Retour des marches climat : «C’est un refus de la résignation» (Reporterre-27/09/25)

Lors de la marche climat du 13 octobre 2018 à Marseille. – © Marion Esnaut / Reporterre

Inutiles, les marches pour le climat ? Pas pour les chercheurs auteurs du livre « Greenbacklash — Qui veut la peau de l’écologie ? ». Pour eux, « l’espoir est un impératif moral » et ils saluent la convergence des luttes.

Laure Teulières, Steve Hagimont et Jean-Michel Hupé sont chercheurs à Toulouse et membres de l’Atécopol (L’Atelier d’écologie politique). Depuis 2018, ce collectif s’attelle à construire une communauté pluridisciplinaire de scientifiques réfléchissant aux bouleversements écologiques. Ces trois chercheurs ont coordonné le livre Greenbacklash — Qui veut la peau de l’écologie ? à paraître le 10 octobre au Seuil.

Par Gaspard d’ALLENS.

Reporterre — Le 28 septembre, de nouvelles marches climat vont se dérouler en France pour réclamer plus de justice sociale et environnementale, que faut-il attendre de ces manifestations dans le contexte actuel ?

Laure Teulières, Steve Hagimont, Jean-Michel Hupé — C’est une action qui s’inscrit dans une série de mobilisations partout dans le mondesous l’impulsion de peuples autochtones à l’approche de la COP30 : « Fixons les limites, sauvons le climat ! »

## Matériel fourni

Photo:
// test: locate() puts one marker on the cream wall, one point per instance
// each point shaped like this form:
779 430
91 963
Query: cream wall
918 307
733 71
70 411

* * *

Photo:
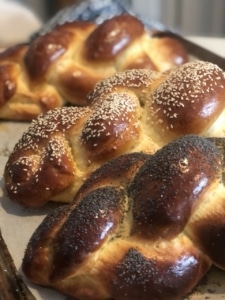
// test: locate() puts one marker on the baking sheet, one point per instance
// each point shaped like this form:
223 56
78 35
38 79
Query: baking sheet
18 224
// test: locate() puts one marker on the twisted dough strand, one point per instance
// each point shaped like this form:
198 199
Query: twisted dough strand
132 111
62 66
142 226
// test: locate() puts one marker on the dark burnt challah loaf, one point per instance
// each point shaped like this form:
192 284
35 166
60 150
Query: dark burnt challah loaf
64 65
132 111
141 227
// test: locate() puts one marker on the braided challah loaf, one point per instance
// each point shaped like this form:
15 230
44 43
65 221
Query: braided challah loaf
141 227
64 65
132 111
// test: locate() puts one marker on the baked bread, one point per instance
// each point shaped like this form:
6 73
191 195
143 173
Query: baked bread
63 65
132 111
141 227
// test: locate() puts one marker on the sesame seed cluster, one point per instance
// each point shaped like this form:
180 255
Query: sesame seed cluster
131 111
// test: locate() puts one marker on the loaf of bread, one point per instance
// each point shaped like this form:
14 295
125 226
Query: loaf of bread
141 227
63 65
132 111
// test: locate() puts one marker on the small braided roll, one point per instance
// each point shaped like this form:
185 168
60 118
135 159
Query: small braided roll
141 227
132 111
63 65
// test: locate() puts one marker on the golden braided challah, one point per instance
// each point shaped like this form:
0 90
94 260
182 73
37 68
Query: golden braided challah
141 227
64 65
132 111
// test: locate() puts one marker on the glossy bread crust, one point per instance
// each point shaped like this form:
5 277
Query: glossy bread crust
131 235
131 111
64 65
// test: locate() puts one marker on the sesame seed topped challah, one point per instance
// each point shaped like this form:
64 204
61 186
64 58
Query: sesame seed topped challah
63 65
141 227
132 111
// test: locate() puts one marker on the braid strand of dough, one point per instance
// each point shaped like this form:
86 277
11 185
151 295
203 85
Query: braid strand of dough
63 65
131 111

## Consigne
Répondez aux questions suivantes à partir de l'article sur les marches climat.
(a) Dans quelle ville a eu lieu la marche climat du 13 octobre 2018 montrée sur la photo ?
(b) À quelle date les nouvelles marches climat doivent-elles se dérouler en France ?
(c) Quand et chez quel éditeur le livre « Greenbacklash — Qui veut la peau de l'écologie ? » doit-il paraître ?

## Réponse
(a) À Marseille.
(b) Le 28 septembre.
(c) Le 10 octobre, au Seuil.